CHALLENGE => Please copy out every line of the records below that contains the string "steel". Matching is case-sensitive.

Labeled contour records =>
** start **

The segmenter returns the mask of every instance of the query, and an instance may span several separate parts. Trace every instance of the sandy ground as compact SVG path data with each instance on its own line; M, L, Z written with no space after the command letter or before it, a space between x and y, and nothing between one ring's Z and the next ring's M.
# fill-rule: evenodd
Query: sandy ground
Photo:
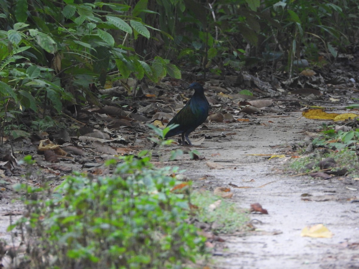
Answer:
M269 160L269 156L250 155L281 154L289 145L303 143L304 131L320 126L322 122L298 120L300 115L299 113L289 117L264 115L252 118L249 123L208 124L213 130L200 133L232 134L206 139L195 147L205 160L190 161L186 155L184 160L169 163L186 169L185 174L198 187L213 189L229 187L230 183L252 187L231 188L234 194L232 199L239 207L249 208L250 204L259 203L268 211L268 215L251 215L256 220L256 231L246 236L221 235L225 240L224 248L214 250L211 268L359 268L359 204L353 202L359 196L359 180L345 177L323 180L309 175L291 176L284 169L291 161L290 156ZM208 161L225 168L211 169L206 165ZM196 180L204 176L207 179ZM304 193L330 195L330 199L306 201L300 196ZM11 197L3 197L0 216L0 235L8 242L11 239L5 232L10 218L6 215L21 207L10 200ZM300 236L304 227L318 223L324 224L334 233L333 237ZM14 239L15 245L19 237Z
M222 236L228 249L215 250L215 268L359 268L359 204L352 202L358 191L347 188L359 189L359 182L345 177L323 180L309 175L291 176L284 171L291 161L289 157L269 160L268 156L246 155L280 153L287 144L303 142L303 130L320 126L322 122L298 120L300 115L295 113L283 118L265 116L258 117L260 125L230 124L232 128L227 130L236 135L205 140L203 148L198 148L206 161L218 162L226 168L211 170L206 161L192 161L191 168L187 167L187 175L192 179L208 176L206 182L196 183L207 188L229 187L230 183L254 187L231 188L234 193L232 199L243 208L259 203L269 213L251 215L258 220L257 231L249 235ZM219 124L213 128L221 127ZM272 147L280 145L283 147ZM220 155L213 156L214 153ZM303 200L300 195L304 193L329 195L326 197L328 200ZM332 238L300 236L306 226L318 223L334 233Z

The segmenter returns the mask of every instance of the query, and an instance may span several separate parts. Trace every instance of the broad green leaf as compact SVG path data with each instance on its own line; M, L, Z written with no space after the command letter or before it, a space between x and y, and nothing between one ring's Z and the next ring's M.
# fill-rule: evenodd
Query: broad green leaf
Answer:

** end **
** start **

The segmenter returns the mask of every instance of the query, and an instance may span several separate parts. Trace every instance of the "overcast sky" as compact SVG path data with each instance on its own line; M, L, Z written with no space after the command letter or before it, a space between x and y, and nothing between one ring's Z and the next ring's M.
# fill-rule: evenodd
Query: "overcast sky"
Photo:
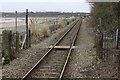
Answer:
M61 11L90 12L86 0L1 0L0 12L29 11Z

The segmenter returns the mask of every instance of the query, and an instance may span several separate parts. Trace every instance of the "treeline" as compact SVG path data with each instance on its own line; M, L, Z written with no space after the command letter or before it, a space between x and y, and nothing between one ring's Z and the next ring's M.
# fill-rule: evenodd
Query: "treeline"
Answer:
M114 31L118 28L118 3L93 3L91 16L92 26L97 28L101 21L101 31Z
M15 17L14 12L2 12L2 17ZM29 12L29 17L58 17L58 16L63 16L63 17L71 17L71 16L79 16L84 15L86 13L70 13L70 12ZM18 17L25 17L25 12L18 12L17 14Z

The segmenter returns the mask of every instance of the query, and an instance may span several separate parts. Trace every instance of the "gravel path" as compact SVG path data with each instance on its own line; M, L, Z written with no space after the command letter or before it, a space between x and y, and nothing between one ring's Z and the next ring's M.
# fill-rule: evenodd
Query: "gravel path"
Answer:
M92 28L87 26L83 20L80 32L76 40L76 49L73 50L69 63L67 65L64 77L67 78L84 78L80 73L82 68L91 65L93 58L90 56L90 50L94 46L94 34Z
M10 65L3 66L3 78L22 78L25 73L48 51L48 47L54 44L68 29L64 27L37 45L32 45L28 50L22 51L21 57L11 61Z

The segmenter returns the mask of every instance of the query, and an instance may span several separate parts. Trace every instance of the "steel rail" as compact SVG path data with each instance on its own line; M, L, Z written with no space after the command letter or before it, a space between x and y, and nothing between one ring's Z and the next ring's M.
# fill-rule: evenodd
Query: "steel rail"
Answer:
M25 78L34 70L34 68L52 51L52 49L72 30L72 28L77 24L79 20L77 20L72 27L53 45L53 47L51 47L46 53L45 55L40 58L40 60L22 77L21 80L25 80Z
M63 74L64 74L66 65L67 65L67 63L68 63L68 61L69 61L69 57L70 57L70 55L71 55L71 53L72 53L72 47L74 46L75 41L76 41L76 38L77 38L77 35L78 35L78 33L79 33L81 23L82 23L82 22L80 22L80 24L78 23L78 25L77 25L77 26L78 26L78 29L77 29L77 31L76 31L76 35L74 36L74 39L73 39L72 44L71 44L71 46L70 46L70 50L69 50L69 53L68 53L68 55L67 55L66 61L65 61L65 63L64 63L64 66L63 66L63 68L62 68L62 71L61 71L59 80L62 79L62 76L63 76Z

** end **
** start **

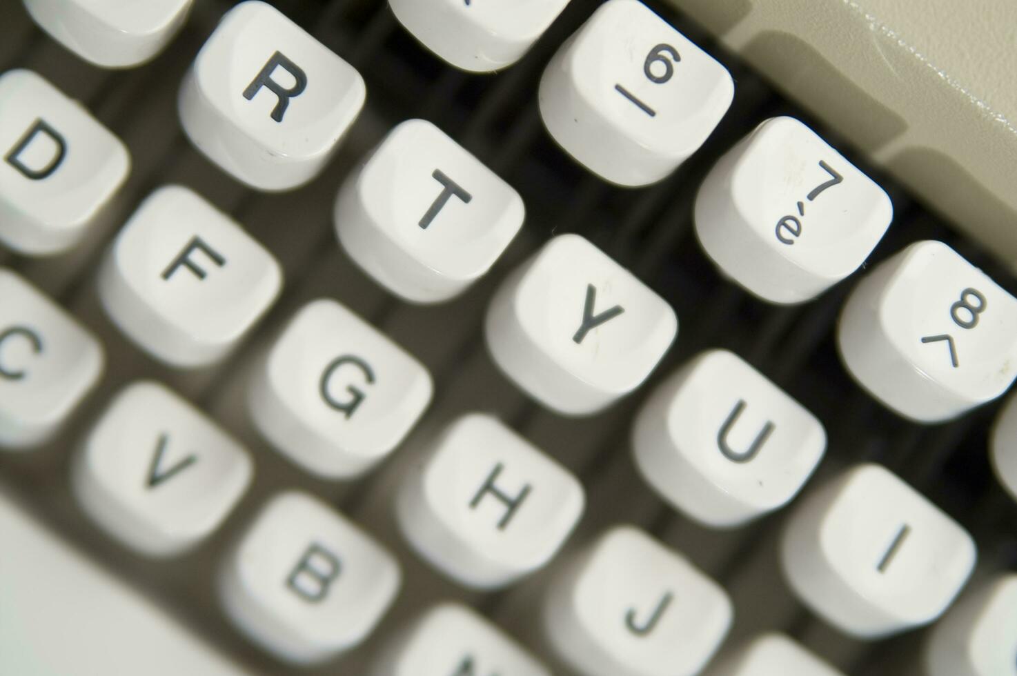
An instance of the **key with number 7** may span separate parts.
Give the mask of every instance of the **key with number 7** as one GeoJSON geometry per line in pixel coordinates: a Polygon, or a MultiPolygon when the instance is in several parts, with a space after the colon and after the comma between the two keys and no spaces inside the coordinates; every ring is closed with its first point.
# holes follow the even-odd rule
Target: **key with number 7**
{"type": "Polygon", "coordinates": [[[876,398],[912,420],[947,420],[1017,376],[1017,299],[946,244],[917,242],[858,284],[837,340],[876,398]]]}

** end **

TASK RESPONSE =>
The segmenter returns the mask of every instance of the query, and an instance may span several separate parts. Trace every instance of the "steel rail" as compact SVG path data with each instance on its own line; M, L, Z written with no space after the command letter or before it, a space between x and y, and nothing between one ring's Z and the next ring's M.
Query: "steel rail"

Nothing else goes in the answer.